[THE PROBLEM] Starting at the line that contains "Query: support beam", quote every line through the end of the entries, word for word, skipping the pictures.

[[ DATA open ]]

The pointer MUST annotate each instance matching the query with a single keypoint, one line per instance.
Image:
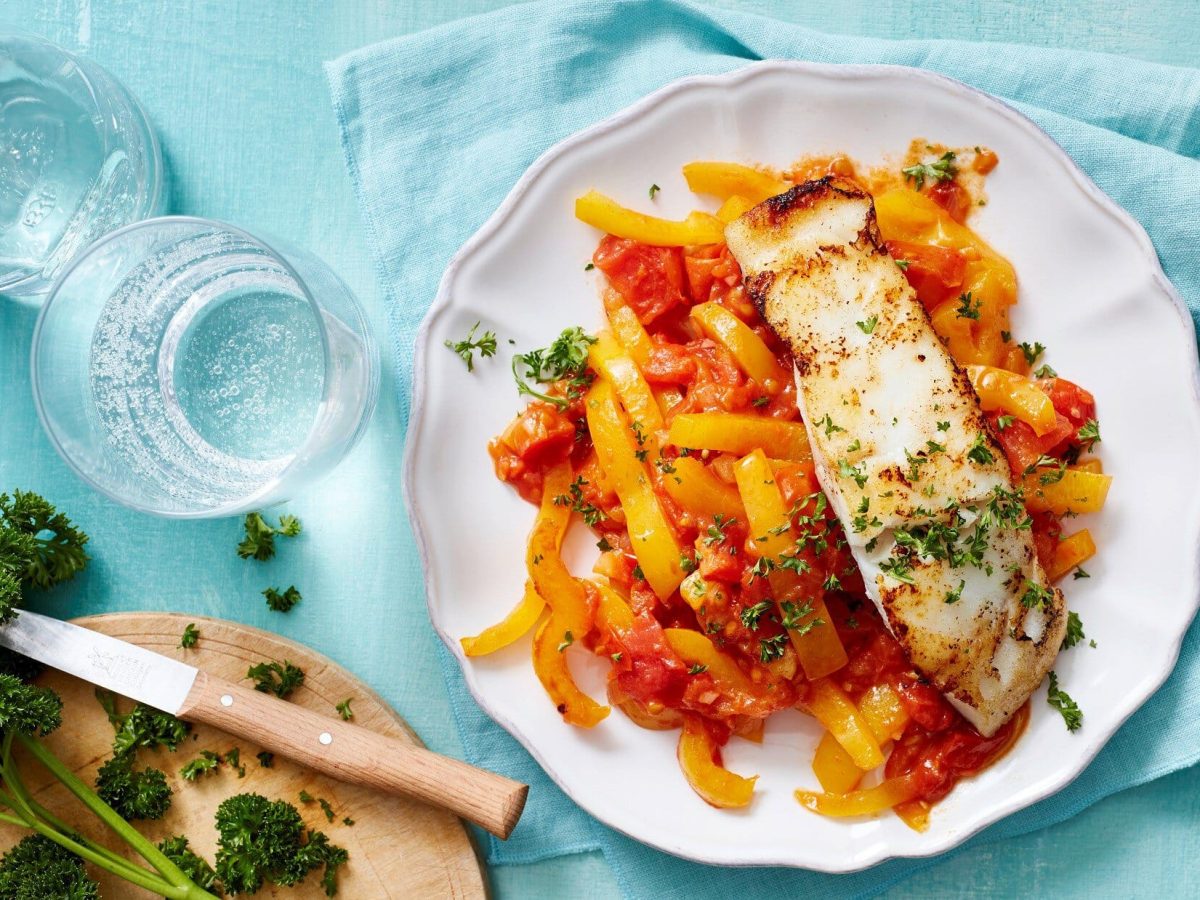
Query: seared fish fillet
(903, 451)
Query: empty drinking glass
(77, 160)
(191, 370)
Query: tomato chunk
(649, 279)
(935, 273)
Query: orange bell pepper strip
(611, 217)
(700, 492)
(1071, 552)
(1077, 491)
(820, 649)
(831, 706)
(697, 757)
(863, 803)
(550, 576)
(751, 354)
(607, 358)
(522, 618)
(741, 433)
(1017, 395)
(630, 334)
(729, 179)
(654, 543)
(550, 665)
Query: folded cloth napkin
(438, 126)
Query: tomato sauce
(660, 285)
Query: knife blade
(337, 748)
(123, 667)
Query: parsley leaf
(565, 359)
(1061, 701)
(466, 348)
(941, 169)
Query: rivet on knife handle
(357, 755)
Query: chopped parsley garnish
(1061, 701)
(1031, 351)
(828, 425)
(868, 327)
(1074, 630)
(856, 472)
(190, 636)
(772, 648)
(979, 451)
(969, 310)
(1036, 597)
(592, 516)
(750, 615)
(565, 359)
(1089, 433)
(466, 348)
(941, 169)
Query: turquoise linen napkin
(438, 126)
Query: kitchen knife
(336, 748)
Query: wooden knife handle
(353, 754)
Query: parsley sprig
(466, 348)
(565, 359)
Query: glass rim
(40, 327)
(155, 183)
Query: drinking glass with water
(187, 369)
(77, 160)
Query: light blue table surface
(239, 100)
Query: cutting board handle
(353, 754)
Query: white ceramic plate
(1091, 291)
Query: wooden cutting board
(397, 849)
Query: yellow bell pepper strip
(1077, 491)
(611, 217)
(700, 492)
(522, 618)
(550, 576)
(607, 358)
(863, 803)
(838, 713)
(550, 645)
(741, 433)
(1071, 552)
(654, 543)
(885, 715)
(733, 208)
(820, 649)
(751, 354)
(631, 335)
(727, 179)
(613, 613)
(715, 784)
(1015, 395)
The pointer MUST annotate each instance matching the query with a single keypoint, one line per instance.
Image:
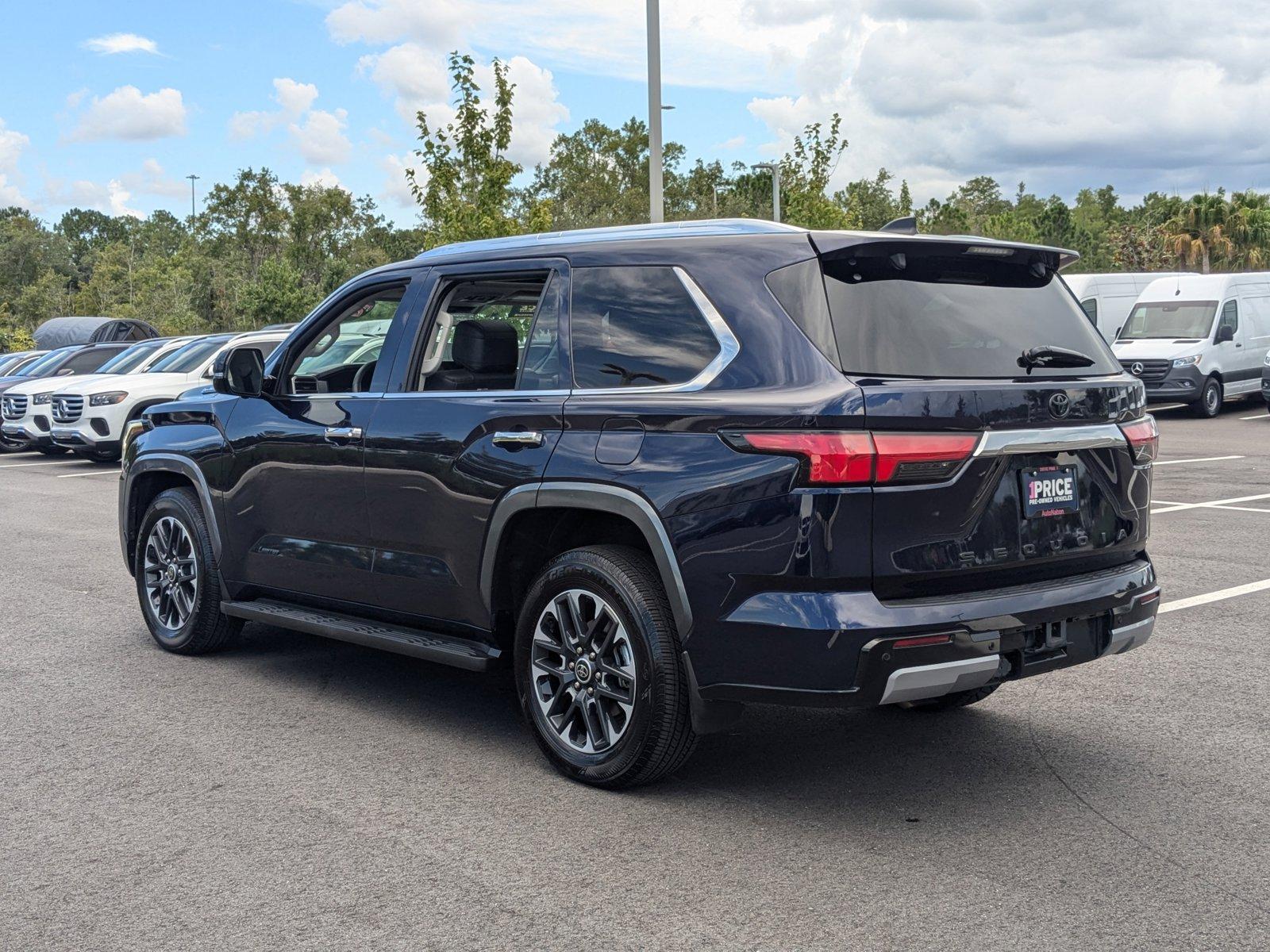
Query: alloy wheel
(583, 672)
(171, 573)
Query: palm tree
(1206, 226)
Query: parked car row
(1198, 340)
(82, 397)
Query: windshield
(903, 311)
(1172, 319)
(48, 359)
(130, 359)
(190, 357)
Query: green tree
(468, 188)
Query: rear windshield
(1172, 319)
(50, 359)
(130, 359)
(901, 310)
(190, 357)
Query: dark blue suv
(664, 471)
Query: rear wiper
(1049, 355)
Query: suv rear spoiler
(835, 243)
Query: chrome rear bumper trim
(930, 681)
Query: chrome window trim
(728, 349)
(1047, 440)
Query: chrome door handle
(518, 438)
(343, 435)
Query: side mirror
(239, 372)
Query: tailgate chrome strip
(1049, 440)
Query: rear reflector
(859, 457)
(922, 641)
(1143, 438)
(927, 457)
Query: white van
(1108, 298)
(1199, 340)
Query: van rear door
(1047, 484)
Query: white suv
(89, 416)
(29, 406)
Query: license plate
(1049, 490)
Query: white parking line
(1197, 460)
(48, 463)
(1214, 505)
(1214, 596)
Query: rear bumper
(990, 636)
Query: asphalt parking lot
(302, 793)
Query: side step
(444, 649)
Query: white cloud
(294, 97)
(321, 137)
(114, 44)
(127, 113)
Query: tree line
(264, 251)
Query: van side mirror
(239, 372)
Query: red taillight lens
(1143, 438)
(832, 457)
(845, 459)
(921, 457)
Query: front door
(478, 409)
(295, 497)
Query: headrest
(486, 347)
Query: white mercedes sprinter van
(1108, 298)
(1199, 340)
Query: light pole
(192, 181)
(656, 213)
(775, 169)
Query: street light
(775, 169)
(192, 179)
(656, 213)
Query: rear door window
(637, 328)
(907, 310)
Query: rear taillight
(829, 457)
(857, 457)
(1143, 438)
(921, 457)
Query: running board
(459, 653)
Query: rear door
(1045, 484)
(476, 408)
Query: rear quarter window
(637, 327)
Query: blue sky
(1062, 97)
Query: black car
(666, 471)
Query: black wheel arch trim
(164, 463)
(597, 497)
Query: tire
(958, 698)
(638, 657)
(1210, 399)
(200, 628)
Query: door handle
(518, 438)
(343, 435)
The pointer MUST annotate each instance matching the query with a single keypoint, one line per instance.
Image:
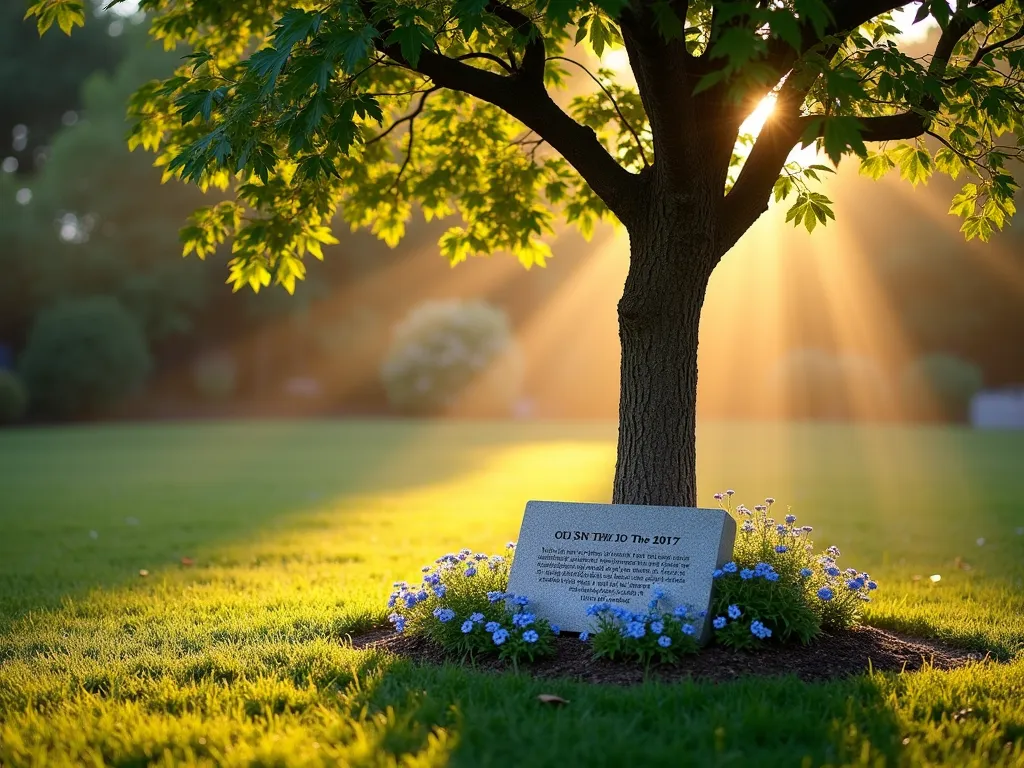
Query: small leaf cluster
(657, 636)
(776, 586)
(462, 604)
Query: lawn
(296, 530)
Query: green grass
(297, 530)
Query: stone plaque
(571, 555)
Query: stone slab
(570, 555)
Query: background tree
(38, 96)
(365, 108)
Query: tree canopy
(369, 109)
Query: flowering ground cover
(265, 546)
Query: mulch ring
(830, 657)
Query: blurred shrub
(13, 398)
(940, 386)
(816, 384)
(83, 354)
(215, 376)
(455, 357)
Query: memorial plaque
(571, 555)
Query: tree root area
(832, 656)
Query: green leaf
(877, 165)
(914, 163)
(842, 135)
(411, 40)
(353, 46)
(667, 20)
(67, 14)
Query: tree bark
(672, 254)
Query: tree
(364, 108)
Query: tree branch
(622, 118)
(408, 119)
(527, 100)
(489, 57)
(535, 53)
(749, 198)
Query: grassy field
(297, 530)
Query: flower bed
(776, 590)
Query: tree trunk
(672, 254)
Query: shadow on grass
(87, 508)
(498, 720)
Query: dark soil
(830, 657)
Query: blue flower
(522, 620)
(635, 630)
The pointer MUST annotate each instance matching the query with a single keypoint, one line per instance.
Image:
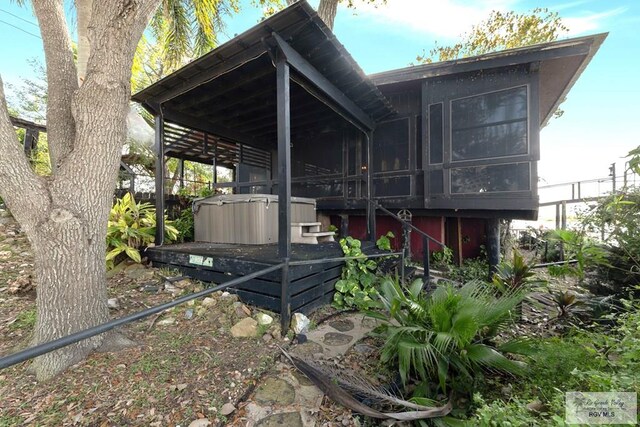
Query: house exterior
(454, 144)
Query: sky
(601, 120)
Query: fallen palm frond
(334, 385)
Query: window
(436, 137)
(489, 125)
(391, 146)
(494, 178)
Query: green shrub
(580, 248)
(471, 269)
(184, 224)
(446, 338)
(515, 274)
(357, 285)
(131, 226)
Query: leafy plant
(442, 260)
(384, 241)
(471, 269)
(184, 225)
(446, 337)
(515, 274)
(580, 248)
(356, 287)
(131, 226)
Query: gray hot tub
(245, 218)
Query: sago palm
(446, 336)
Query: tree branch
(24, 192)
(62, 78)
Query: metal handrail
(56, 344)
(396, 217)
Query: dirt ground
(186, 364)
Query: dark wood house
(286, 107)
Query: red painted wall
(472, 236)
(433, 226)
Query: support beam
(371, 211)
(284, 185)
(220, 131)
(493, 244)
(284, 159)
(159, 128)
(303, 67)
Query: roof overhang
(560, 64)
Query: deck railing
(40, 349)
(426, 238)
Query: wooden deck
(310, 285)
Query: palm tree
(446, 337)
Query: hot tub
(245, 218)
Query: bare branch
(20, 187)
(62, 78)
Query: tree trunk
(71, 291)
(327, 10)
(83, 10)
(65, 215)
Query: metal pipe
(327, 260)
(50, 346)
(413, 227)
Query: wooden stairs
(309, 232)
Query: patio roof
(560, 64)
(230, 93)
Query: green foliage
(515, 274)
(471, 269)
(384, 242)
(445, 338)
(619, 217)
(580, 248)
(357, 285)
(442, 260)
(513, 413)
(26, 320)
(500, 31)
(184, 225)
(131, 226)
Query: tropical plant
(515, 274)
(131, 226)
(442, 260)
(184, 224)
(579, 248)
(446, 337)
(356, 287)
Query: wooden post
(284, 159)
(493, 245)
(284, 185)
(371, 211)
(181, 167)
(159, 128)
(425, 262)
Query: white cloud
(448, 19)
(591, 22)
(443, 19)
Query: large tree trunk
(65, 215)
(83, 11)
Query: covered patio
(284, 85)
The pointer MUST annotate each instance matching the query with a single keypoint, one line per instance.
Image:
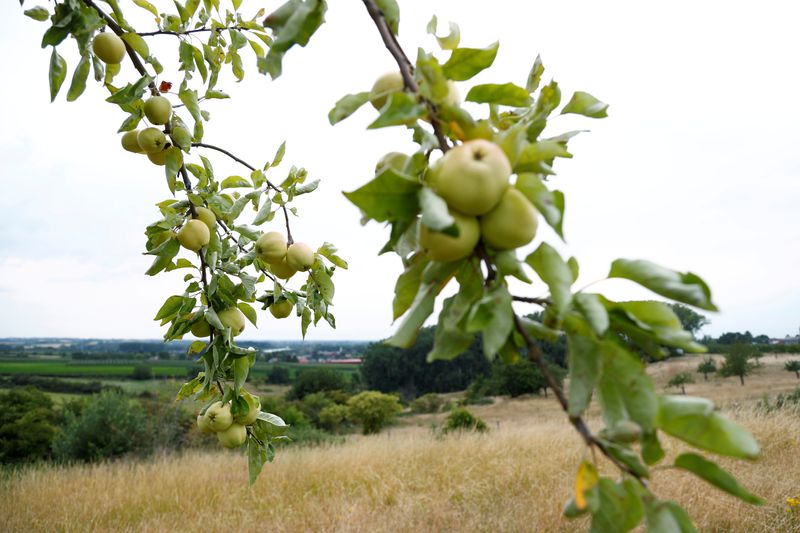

[[ DATA closed ]]

[WRITTEN REPLY]
Query: support beam
(371, 211)
(284, 185)
(220, 131)
(493, 244)
(284, 159)
(159, 128)
(303, 67)
Query: roof overhang
(560, 64)
Query: deck railing
(40, 349)
(426, 238)
Query: wooden deck
(310, 285)
Query: palm tree
(446, 337)
Query: hot tub
(245, 218)
Query: bare branch
(20, 187)
(62, 78)
Query: tree trunk
(71, 291)
(327, 10)
(83, 10)
(65, 215)
Query: metal pipe
(327, 260)
(50, 346)
(413, 227)
Query: wooden stairs
(309, 232)
Query: patio roof
(560, 64)
(230, 93)
Query: green foliage
(515, 274)
(471, 269)
(384, 242)
(445, 338)
(619, 217)
(580, 248)
(357, 285)
(442, 260)
(513, 413)
(26, 320)
(500, 31)
(184, 225)
(131, 226)
Query: tropical plant
(515, 274)
(131, 226)
(442, 260)
(184, 224)
(579, 248)
(446, 337)
(356, 287)
Query: wooden post
(284, 159)
(493, 245)
(284, 185)
(371, 211)
(181, 167)
(159, 128)
(425, 262)
Query: white cloud
(448, 19)
(591, 22)
(443, 19)
Query: large tree trunk
(65, 215)
(83, 11)
Query: covered patio
(284, 85)
The pointer MUST annotate each instance matching the query with a single keypoint, one line per instance.
Image:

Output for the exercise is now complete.